_Problem details:_ Where the records appear below, transcribe them exactly, leaving none out.

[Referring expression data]
● ● ● ● ● ● ●
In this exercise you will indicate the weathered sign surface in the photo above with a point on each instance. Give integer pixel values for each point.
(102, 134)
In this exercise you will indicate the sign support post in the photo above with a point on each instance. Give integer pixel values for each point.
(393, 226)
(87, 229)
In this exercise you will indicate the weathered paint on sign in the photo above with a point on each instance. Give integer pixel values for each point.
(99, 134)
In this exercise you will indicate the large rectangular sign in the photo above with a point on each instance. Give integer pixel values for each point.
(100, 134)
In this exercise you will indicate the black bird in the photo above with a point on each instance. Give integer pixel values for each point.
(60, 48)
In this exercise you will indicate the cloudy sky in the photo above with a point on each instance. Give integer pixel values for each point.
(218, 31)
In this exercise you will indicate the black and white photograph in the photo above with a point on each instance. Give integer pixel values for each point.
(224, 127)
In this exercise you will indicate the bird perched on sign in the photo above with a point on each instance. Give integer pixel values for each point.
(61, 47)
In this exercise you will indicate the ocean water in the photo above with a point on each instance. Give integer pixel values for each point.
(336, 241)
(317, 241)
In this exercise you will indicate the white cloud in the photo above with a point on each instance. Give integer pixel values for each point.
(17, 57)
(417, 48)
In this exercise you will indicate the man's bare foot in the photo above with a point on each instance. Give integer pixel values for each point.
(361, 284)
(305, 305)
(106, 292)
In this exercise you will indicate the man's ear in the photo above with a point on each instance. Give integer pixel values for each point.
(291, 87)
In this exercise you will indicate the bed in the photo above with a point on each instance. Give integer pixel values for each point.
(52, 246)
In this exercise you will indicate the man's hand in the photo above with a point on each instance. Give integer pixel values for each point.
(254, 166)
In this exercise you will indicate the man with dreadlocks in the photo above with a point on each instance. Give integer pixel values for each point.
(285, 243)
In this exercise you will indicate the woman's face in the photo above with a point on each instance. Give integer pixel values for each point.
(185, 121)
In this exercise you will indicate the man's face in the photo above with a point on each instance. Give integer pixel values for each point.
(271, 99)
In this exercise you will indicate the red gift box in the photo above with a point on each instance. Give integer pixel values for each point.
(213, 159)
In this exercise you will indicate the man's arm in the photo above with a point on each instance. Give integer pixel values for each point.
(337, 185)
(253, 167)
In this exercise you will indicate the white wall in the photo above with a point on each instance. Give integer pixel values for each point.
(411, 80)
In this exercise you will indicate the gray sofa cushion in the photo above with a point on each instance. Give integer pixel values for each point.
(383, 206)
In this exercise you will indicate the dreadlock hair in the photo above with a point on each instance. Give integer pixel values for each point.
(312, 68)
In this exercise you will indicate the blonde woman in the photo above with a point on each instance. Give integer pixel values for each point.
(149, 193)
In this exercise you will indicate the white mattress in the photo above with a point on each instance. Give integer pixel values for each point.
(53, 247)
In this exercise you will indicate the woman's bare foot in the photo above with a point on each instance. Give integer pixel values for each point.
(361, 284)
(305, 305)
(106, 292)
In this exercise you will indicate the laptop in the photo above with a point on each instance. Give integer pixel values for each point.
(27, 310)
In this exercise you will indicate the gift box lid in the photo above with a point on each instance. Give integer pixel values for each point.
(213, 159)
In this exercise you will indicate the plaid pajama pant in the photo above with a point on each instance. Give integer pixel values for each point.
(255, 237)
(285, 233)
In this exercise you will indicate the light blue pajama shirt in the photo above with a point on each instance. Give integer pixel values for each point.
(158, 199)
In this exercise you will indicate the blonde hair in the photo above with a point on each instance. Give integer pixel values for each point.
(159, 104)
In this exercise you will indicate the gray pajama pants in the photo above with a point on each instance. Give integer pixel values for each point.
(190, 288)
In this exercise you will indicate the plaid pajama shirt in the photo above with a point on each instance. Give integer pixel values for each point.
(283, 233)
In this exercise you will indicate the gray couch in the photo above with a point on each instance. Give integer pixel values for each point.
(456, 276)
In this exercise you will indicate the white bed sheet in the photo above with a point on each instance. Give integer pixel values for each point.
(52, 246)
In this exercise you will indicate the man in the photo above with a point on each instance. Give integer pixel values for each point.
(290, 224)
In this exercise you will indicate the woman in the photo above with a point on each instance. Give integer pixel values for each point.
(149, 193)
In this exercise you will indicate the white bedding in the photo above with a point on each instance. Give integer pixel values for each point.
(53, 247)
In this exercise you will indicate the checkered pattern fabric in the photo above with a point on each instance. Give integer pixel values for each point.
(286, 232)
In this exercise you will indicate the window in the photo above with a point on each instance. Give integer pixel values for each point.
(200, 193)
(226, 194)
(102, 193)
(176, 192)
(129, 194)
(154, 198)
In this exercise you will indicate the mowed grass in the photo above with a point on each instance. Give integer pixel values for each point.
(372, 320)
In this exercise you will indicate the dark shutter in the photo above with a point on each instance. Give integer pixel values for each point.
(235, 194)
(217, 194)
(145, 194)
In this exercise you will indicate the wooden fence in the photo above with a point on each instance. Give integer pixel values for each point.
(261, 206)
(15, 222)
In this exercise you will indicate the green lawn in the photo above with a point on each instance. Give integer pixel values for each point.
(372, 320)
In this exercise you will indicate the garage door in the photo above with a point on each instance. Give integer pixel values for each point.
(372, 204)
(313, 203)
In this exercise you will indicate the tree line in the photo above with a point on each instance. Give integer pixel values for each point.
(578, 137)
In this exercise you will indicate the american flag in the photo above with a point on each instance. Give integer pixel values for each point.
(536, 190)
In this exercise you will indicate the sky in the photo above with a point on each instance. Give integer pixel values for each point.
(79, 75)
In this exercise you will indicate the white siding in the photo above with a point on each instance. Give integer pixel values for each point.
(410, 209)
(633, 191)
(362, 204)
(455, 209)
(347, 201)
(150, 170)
● ● ● ● ● ● ●
_Result below:_
In this exercise you will indicate the weathered sign surface in the photo above with a point on each instance. Give integer pixel values for each point.
(102, 134)
In this exercise you will indicate the sign support post in the photo above with a point on each instance. Give integer pixel values for each point.
(393, 226)
(87, 229)
In this exercise you will indicate the weathered paint on sign in the photo above with a point on each instance. Give integer pixel values for each point.
(99, 134)
In this exercise you will indicate the large rectangular sign in the photo above with a point on each instance. Give integer pixel values for each point.
(100, 134)
In this exercise you will indicate the black bird in the photo above with a point on each instance. Give integer pixel values for each point.
(60, 48)
In this exercise you will indicate the cloudy sky in the photo above with a point on each instance. Give integer pixel values for each point.
(218, 31)
In this exercise you will indicate the black and white photograph in the photo above with a point on each instance. Give integer pixel values for each point.
(224, 127)
In this exercise you will indicate the bird perched on sign in the photo above with a point on each instance. Give integer pixel values for each point.
(61, 47)
In this exercise you will indicate the ocean water in the photo above with a point on each instance. Give integer pixel values for each point.
(336, 241)
(317, 241)
In this exercise you will indicate the white cloud in the photo above with a point on each instance. Give integer pixel values for each point.
(17, 57)
(417, 48)
In this exercise you will indicate the man's bare foot in the photo above with a point on each instance. Give integer pixel values for each point.
(361, 284)
(305, 305)
(106, 292)
In this exercise you will indicate the man's ear in the photo above with a point on each instance. Give integer pixel values for each point.
(291, 87)
In this exercise you will indicate the bed in the photo above with a point on each instance. Give integer pixel values for each point.
(52, 246)
In this exercise you will indicate the man's hand in the photo above with a point on each instance. Give integer pixel values for each point.
(254, 166)
In this exercise you will indicate the man with dreadlocks in the photo above with a point on each instance. Give integer pixel values for each point.
(285, 243)
In this exercise you will indicate the woman's face in the photo above with a point on each instance. Give integer pixel values for each point.
(185, 121)
In this exercise you will indicate the man's face in the photo above with a point on each instance. Give integer pixel values for each point.
(271, 99)
In this exercise you will indicate the red gift box in the photo above with a point on each instance. Give integer pixel values for each point.
(213, 159)
In this exercise you will indicate the man's arm in the photo above with a point on each instance. Give integer pixel values for each point.
(337, 185)
(253, 167)
In this exercise you will indicate the white wall in the photo above with a point on each instance. Give integer pixel values for each point.
(411, 80)
In this exercise you will indicate the gray sofa cushion in the photo above with a point on each instance. Give integer pixel values for each point.
(383, 206)
In this exercise you will indicate the dreadlock hair in the photo above with a point on each instance. Give integer pixel values for each point.
(312, 68)
In this exercise you will indicate the blonde woman in the photo above with a point on each instance. Give integer pixel values for each point.
(149, 193)
In this exercise you will indicate the white mattress in the photo above with a point on each instance. Give integer pixel values for each point.
(53, 247)
In this exercise you will indicate the woman's bare foot in the photo above with a point on each instance. Give integer pixel values for each point.
(361, 284)
(305, 305)
(106, 292)
In this exercise you will indicate the laptop in the photo above with a point on each instance. Give integer pixel values for each point.
(27, 310)
In this exercise you will indicate the gift box lid in the photo above with a point on each instance. Give integer pixel values for each point.
(213, 159)
In this exercise you will indicate the plaid pajama pant in the photo above with a point on each instance. Give integer pixel values for each point.
(255, 237)
(285, 233)
In this exercise you will indicate the light blue pajama shirt in the photo above with a point on each instance. Give integer pixel values for each point.
(158, 199)
In this exercise you will indicate the blonde hair in the photo above with a point on each instance. Give integer pixel values for each point.
(159, 104)
In this exercise you will indicate the gray pajama pants in the photo above with a point on each instance. Give integer pixel values for each point.
(190, 288)
In this exercise you will indicate the plaid pajama shirt in the photo above with a point on each instance. Give integer pixel values for each point.
(283, 233)
In this exercise you will indicate the gray couch in the photo above with a point on each instance. Give integer pixel values for each point.
(456, 276)
In this exercise you will indicate the white bed sheet in the photo above with a point on each instance. Give integer pixel values for each point.
(52, 246)
In this exercise you will indicate the man in the photo above with a point on each instance. Give integer pixel values for each point.
(290, 224)
In this exercise you will indicate the woman in the photo above with a point on each instance. Give integer pixel values for each point.
(149, 193)
In this exercise you will indicate the white bedding in the photo above with a point on each instance. Give integer pixel values for each point.
(53, 247)
In this exercise you will indicate the checkered pattern fabric in the photo above with a point on each instance. Give integer pixel values for each point.
(286, 232)
In this exercise you will indicate the window in the photo above with a point on each instance. Give integer pixel values for each point.
(200, 193)
(226, 194)
(102, 193)
(176, 192)
(129, 194)
(154, 198)
In this exercise you will indicate the mowed grass in the photo above with a point on each instance. Give integer pixel values for each point.
(372, 320)
In this exercise you will indicate the dark shutter in the photo above with a point on each instance. Give integer pixel values for each point.
(235, 194)
(217, 194)
(145, 194)
In this exercise you will indicate the wooden fence in the photo above with a point on each instance. Give integer pixel values for each point.
(261, 206)
(15, 222)
In this exercise you will indicate the green lawn in the photo above with a point on each instance. Give integer pixel values for each point.
(372, 320)
In this exercise you will indicate the garage door in the photo above with a point on each instance. Give integer pixel values for each point.
(372, 204)
(313, 203)
In this exercise you will indicate the tree line in the photo above with a point on each instance. Give integer pixel values for each point.
(578, 137)
In this exercise you will indicate the american flag in the photo above with a point on each instance. Give integer pixel values for each point.
(536, 190)
In this exercise you will indicate the sky in the photo above with a point on each instance. Give integer pixel values for each point.
(79, 75)
In this exercise you will indicate the white siding in the photo above with a point on each instance. Give integer pixel values for each point.
(410, 209)
(633, 191)
(362, 204)
(455, 209)
(347, 201)
(150, 170)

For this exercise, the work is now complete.